Lay out every line of the rows below as a Markdown table with two columns, No. and Line, numbering the lines in order and skipping blank ones. Leave the pictures out.
──────── Task material ────────
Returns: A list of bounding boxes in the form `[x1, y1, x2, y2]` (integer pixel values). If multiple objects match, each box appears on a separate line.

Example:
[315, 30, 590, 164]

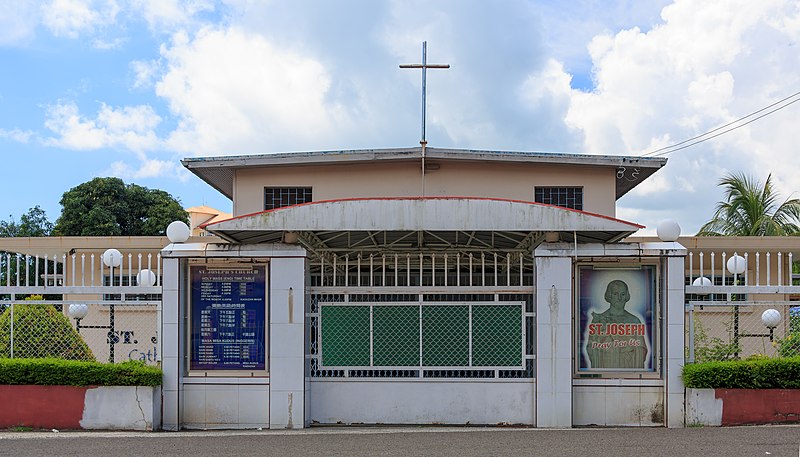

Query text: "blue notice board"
[189, 265, 267, 371]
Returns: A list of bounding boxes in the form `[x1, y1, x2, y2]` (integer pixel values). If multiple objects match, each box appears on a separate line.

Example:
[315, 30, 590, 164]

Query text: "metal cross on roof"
[400, 41, 450, 144]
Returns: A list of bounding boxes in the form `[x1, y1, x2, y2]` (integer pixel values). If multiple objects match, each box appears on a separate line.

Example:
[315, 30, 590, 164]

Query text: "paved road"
[0, 426, 800, 457]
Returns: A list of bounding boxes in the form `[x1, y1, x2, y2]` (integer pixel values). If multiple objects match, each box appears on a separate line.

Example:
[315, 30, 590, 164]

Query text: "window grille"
────────
▶ **The reply**:
| No. | Line |
|---|---|
| 1 | Returns: A list of bounding boxes in the form `[x1, y1, x2, y2]` (integer pixel values). If multiple objects match, each box appears on a separate line. |
| 2 | Example: |
| 3 | [315, 30, 590, 164] |
| 4 | Query text: "blue notice board" |
| 5 | [189, 265, 267, 371] |
| 6 | Returns: A list of bounding boxes in the form `[x1, y1, x2, y2]` (integer pixel values). If multiple objects match, each box appears on a separate line. |
| 7 | Example: |
| 8 | [315, 30, 590, 164] |
| 9 | Query text: "metal cross on roof" |
| 10 | [400, 41, 450, 144] |
| 11 | Returns: A list of bounding boxes in the form `[x1, y1, x2, y2]` (integer pixel values). If multiple objects match, each box appears on a separate line. |
| 12 | Example: |
| 13 | [315, 30, 590, 164] |
| 14 | Query text: "paved road" |
| 15 | [0, 426, 800, 457] |
| 16 | Returns: A list of bounding boxes in the form `[x1, y1, x2, y2]` (integer pixel values). If multiple objects match, each box appears on a separate line. |
| 17 | Example: |
| 18 | [315, 30, 590, 164] |
| 19 | Query text: "window grille" |